* [DATA TO PROCESS]
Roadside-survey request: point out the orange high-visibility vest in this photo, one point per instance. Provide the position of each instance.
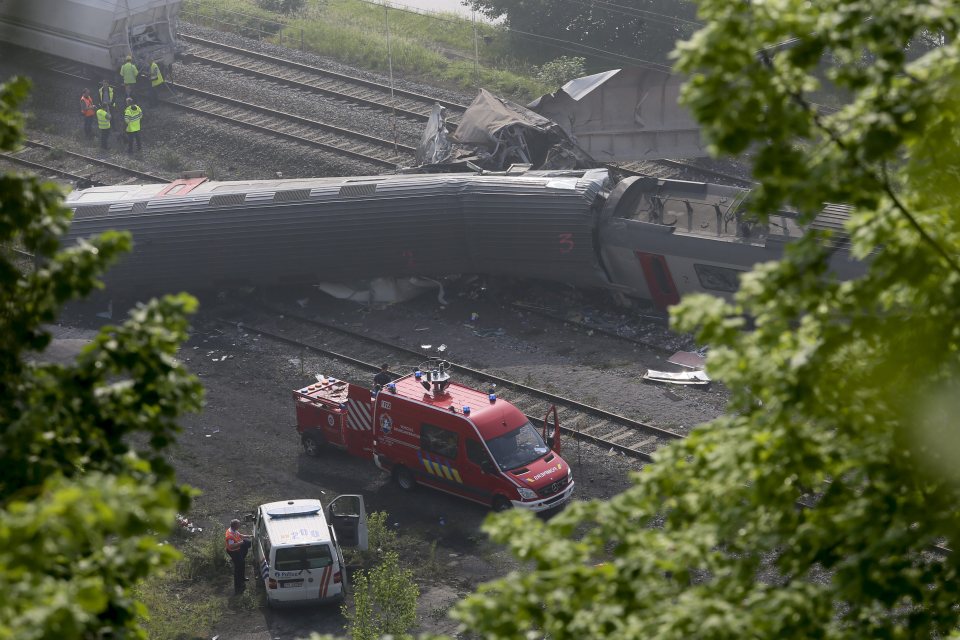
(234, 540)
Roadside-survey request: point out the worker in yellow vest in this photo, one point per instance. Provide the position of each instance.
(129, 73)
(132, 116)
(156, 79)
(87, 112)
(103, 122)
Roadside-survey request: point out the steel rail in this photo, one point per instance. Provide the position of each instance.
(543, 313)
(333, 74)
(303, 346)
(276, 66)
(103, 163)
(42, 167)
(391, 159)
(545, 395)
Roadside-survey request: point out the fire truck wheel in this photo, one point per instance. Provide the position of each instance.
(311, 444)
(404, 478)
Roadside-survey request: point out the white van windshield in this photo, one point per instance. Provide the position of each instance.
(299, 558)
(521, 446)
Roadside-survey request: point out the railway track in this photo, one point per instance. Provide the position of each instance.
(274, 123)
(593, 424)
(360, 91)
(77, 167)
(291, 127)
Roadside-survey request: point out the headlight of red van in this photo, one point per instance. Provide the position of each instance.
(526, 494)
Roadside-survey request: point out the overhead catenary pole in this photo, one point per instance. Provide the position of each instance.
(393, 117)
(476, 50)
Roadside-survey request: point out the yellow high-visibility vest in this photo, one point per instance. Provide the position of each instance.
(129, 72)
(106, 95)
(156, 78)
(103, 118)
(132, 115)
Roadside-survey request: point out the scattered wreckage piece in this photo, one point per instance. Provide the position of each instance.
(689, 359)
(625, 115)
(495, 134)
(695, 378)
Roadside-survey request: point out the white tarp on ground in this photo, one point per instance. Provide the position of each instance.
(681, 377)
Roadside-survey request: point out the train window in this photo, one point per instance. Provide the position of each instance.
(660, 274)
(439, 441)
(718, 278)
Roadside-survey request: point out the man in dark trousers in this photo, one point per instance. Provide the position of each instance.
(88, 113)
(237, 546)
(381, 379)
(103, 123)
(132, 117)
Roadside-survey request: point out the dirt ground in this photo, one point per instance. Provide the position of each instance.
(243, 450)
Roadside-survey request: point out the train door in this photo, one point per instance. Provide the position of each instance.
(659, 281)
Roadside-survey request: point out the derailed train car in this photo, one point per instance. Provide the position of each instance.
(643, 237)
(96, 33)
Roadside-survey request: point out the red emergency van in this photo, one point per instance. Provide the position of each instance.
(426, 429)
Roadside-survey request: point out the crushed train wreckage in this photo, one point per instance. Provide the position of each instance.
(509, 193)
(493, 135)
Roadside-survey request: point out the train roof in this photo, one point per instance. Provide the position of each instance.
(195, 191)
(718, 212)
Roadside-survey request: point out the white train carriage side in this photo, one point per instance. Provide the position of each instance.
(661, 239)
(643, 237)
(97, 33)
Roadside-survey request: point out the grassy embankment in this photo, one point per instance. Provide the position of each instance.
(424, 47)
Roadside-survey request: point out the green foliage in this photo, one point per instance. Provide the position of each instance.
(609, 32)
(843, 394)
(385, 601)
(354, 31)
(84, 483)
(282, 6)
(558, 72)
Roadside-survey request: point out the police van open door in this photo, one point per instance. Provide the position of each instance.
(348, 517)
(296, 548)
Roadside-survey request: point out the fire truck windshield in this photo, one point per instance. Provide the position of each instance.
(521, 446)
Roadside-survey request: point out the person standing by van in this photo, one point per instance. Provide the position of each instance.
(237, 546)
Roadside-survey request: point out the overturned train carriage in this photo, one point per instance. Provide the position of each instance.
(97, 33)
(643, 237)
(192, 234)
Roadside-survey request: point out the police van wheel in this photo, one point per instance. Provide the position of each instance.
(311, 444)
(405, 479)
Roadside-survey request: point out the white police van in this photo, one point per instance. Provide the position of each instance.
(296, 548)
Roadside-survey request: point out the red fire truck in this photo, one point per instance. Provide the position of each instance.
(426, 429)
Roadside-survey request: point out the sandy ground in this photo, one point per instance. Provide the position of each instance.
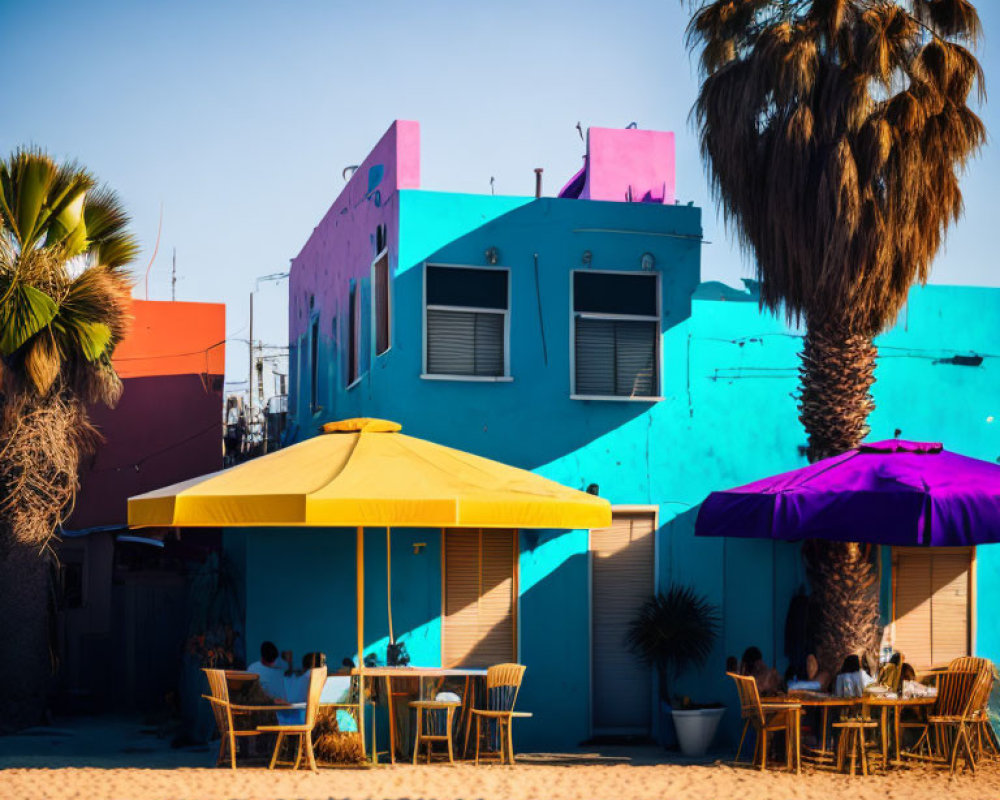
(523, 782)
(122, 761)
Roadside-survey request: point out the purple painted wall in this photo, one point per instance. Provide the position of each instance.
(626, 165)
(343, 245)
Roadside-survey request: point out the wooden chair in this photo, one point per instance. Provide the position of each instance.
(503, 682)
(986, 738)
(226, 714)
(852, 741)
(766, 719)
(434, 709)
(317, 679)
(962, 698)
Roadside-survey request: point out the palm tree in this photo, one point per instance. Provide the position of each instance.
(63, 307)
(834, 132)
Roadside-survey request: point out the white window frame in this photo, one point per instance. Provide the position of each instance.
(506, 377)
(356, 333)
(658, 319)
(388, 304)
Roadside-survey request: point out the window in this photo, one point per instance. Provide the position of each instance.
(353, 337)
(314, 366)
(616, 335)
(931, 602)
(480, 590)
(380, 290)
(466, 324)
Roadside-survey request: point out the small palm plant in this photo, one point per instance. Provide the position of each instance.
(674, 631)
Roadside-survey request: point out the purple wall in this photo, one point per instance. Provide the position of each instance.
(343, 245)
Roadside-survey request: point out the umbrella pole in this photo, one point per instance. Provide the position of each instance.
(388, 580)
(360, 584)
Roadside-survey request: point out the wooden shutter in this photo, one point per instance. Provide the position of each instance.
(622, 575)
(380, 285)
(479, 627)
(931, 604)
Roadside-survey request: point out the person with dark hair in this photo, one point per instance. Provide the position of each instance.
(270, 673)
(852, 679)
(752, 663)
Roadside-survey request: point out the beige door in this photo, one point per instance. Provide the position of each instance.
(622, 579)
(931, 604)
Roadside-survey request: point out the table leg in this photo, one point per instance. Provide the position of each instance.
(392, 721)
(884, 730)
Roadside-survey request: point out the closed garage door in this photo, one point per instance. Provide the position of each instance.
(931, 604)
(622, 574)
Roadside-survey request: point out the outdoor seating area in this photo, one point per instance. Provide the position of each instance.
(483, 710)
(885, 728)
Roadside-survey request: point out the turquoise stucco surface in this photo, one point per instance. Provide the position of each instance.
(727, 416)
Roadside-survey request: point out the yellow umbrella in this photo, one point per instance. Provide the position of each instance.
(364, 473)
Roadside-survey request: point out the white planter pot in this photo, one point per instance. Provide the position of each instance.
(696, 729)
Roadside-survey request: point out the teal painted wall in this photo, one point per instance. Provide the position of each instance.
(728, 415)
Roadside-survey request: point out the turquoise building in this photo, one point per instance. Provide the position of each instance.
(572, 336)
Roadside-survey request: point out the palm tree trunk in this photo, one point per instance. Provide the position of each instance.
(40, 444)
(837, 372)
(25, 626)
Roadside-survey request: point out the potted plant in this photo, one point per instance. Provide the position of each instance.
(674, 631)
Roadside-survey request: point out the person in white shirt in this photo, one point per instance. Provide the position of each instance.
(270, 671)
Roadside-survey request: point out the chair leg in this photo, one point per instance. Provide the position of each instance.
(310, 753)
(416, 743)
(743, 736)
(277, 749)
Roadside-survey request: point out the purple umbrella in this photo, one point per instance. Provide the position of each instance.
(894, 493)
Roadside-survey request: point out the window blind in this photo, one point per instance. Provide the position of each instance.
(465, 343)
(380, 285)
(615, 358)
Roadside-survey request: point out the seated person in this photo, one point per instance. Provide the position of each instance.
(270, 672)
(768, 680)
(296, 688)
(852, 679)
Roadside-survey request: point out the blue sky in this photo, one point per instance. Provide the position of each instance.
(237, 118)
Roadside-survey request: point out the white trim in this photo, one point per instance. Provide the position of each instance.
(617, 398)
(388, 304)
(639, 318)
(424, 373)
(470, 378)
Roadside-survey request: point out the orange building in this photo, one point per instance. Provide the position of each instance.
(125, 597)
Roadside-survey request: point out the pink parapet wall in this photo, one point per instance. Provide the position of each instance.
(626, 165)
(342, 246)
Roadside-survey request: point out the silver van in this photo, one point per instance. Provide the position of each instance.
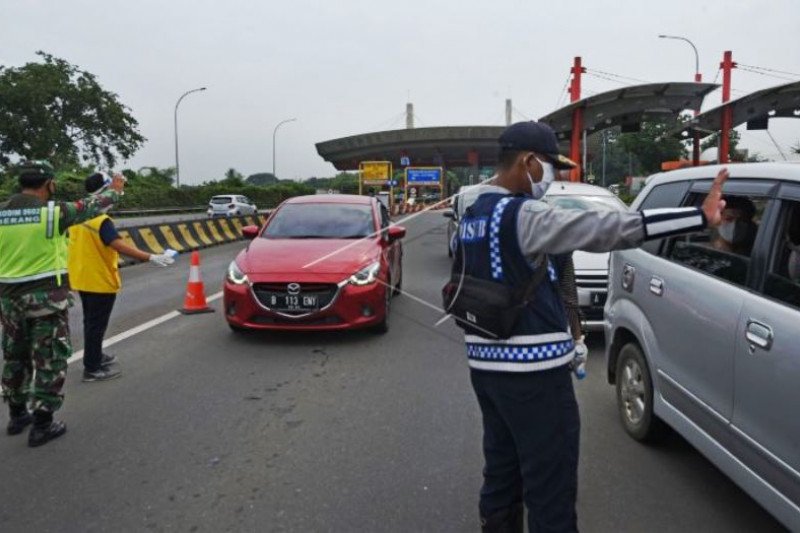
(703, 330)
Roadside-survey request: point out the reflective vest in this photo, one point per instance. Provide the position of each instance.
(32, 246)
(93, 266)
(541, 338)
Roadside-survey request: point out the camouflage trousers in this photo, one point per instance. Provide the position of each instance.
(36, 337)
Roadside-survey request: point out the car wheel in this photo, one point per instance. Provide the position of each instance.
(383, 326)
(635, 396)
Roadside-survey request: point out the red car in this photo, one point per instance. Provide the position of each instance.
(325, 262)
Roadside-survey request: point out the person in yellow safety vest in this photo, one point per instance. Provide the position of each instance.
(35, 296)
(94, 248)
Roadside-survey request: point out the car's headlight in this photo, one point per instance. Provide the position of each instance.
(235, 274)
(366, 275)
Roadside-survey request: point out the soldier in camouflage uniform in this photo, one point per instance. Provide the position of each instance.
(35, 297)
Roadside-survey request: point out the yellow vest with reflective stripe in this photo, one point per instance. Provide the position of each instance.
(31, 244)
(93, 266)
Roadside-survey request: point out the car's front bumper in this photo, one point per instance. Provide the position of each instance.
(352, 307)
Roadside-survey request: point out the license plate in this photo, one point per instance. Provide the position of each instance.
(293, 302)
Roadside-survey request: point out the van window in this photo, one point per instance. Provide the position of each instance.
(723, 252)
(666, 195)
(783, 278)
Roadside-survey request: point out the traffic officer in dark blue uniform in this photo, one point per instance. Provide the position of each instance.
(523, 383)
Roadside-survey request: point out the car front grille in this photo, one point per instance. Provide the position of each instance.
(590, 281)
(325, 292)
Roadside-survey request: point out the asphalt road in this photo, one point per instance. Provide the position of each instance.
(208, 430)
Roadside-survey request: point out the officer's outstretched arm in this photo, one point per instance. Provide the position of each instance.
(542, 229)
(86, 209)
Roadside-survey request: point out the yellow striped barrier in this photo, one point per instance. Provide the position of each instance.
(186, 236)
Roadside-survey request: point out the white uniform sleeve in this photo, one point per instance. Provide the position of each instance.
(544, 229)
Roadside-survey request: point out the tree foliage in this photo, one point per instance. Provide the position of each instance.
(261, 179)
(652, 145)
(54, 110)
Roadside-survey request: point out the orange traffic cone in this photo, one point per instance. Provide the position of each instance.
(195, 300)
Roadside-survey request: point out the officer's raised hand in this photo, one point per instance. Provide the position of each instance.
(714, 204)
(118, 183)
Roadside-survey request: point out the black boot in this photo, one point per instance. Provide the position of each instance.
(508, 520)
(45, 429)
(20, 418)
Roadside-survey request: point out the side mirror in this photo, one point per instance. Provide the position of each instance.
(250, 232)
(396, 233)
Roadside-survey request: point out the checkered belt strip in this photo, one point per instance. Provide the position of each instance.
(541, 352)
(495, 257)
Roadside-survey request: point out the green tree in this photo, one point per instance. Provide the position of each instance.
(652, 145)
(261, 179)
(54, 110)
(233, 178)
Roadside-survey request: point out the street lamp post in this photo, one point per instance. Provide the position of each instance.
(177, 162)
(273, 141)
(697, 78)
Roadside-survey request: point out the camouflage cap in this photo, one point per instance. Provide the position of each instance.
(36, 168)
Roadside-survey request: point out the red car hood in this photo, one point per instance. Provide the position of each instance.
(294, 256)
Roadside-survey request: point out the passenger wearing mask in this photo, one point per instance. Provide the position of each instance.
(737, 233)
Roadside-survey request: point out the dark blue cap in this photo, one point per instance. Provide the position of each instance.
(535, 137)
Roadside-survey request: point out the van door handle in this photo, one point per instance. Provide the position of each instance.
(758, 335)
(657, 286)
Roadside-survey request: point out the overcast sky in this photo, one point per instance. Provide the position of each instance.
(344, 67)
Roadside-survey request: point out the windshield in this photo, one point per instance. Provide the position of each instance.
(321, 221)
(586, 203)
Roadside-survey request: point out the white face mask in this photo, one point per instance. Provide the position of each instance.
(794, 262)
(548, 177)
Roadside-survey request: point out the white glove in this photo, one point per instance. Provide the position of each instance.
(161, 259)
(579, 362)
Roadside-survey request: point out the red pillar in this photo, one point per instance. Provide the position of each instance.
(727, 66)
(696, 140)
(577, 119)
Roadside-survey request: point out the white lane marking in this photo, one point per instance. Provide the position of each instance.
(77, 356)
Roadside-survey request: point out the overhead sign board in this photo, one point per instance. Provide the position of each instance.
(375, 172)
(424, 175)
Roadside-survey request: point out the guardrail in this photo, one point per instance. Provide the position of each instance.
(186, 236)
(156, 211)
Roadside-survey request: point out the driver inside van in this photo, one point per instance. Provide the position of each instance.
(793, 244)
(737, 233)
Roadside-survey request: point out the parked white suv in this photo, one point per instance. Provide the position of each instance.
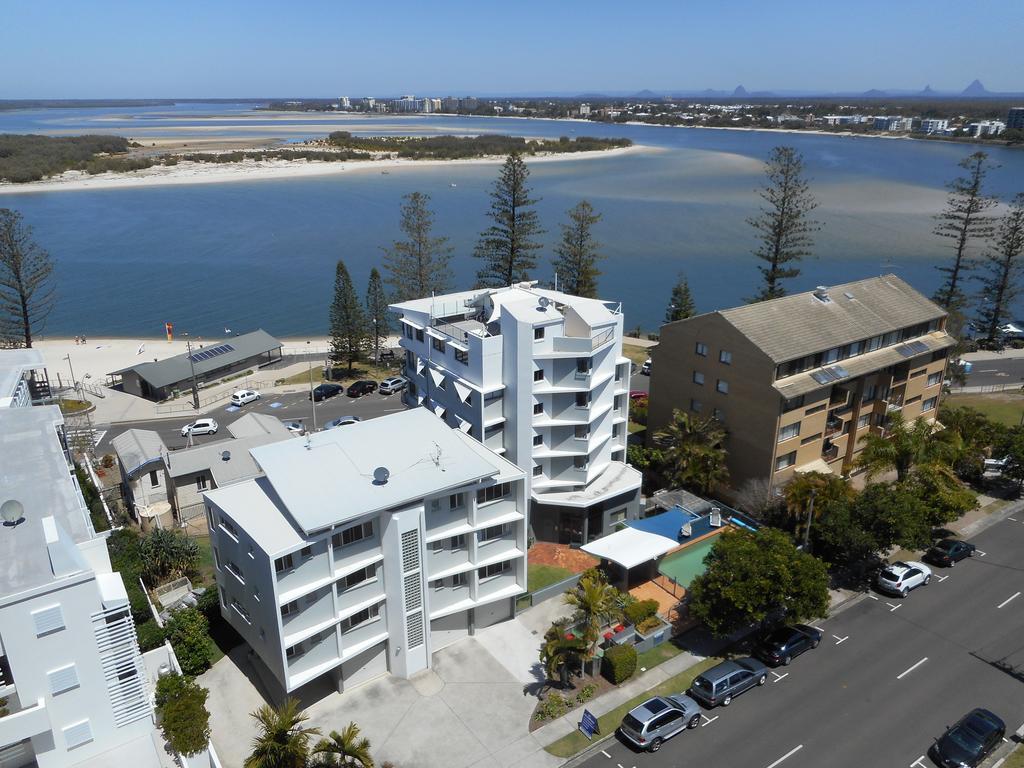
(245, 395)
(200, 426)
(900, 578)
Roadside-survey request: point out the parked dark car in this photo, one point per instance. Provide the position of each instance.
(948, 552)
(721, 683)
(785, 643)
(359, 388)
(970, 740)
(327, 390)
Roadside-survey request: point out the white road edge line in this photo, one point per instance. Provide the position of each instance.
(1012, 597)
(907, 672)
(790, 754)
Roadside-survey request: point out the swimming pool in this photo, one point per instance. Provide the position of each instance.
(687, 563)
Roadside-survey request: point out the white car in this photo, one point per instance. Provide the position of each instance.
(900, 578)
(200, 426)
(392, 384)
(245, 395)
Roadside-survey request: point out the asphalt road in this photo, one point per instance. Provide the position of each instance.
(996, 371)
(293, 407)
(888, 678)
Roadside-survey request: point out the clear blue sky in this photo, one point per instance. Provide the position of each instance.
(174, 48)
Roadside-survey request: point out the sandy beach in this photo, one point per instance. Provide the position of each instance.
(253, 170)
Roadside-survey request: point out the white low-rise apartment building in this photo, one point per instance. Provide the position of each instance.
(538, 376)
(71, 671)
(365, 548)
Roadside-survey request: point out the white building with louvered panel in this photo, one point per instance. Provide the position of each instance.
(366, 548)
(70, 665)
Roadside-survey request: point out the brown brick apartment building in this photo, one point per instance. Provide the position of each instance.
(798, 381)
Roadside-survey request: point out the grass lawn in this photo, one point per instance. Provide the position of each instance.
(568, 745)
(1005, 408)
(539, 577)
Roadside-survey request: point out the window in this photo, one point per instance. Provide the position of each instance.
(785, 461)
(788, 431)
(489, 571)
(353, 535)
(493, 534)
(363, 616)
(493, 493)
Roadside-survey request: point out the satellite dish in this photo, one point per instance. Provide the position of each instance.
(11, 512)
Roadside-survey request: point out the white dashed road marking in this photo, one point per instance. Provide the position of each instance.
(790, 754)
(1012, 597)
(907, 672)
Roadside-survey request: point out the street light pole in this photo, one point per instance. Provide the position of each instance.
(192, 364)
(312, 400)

* [AIM OF THE TASK]
Each line from the one containing "Roadside-survey request: point out the grass lawn" to the end of the records should be echoed exactly, and no other line.

* [RESPONSE TO THIS EXERCISE]
Roadside-survey request: point out the grass lawn in this photo, one point per instance. Provide the position of each instance.
(568, 745)
(1005, 408)
(539, 577)
Roadside-survey request: point out the window in this photo, one point per instance. Provide the position of each instance.
(785, 461)
(788, 431)
(489, 571)
(353, 535)
(493, 534)
(363, 616)
(493, 493)
Roadside-survey request: point out the satellite dish in this photo, one point per instance. Provide the position of each instance.
(11, 512)
Roadside-survey request: point out the white dashed road marking in this photo, one point per instance. Provide the position of each instance.
(790, 754)
(1012, 597)
(907, 672)
Roadside-survey request: point out the street light pole in this photo, one point per instance. Provide the position of each instance.
(192, 364)
(312, 400)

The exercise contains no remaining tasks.